* **Source document**:

>>

The crucial observation is the measurement of the nonthermal velocity
variation of the line peak during maser outbursts. These velocity
fluctuations are caused by Alfvenic wave pressure, which is substantially
increased in the sudden compressions associated with shocks.
The fact that Alfvenic wave fluctuations are oriented perpendicular to the
magnetic field lines, enabled us to estimate the inclination of the mean
magnetic field from the observed dispersion of the Doppler velocity
fluctuations (see Liljeström & Gwinn 2000, ApJ, 354, 781-800).
A 96 GHz water maser survey programme, carried out towards protostars
and late-type stars, yielded the first discovery of vibrationally
excited water masers in two protostars. The maser line velocities
were close to the stellar velocity (or slightly redshifted).

<<

* **Data provided**:
>>

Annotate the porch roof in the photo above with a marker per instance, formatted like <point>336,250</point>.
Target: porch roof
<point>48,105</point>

<<

* **Given task**:
Transcribe the water maser passage above word for word, from "The crucial observation" to "associated with shocks.", inclusive.

* **Solution**:
The crucial observation is the measurement of the nonthermal velocity
variation of the line peak during maser outbursts. These velocity
fluctuations are caused by Alfvenic wave pressure, which is substantially
increased in the sudden compressions associated with shocks.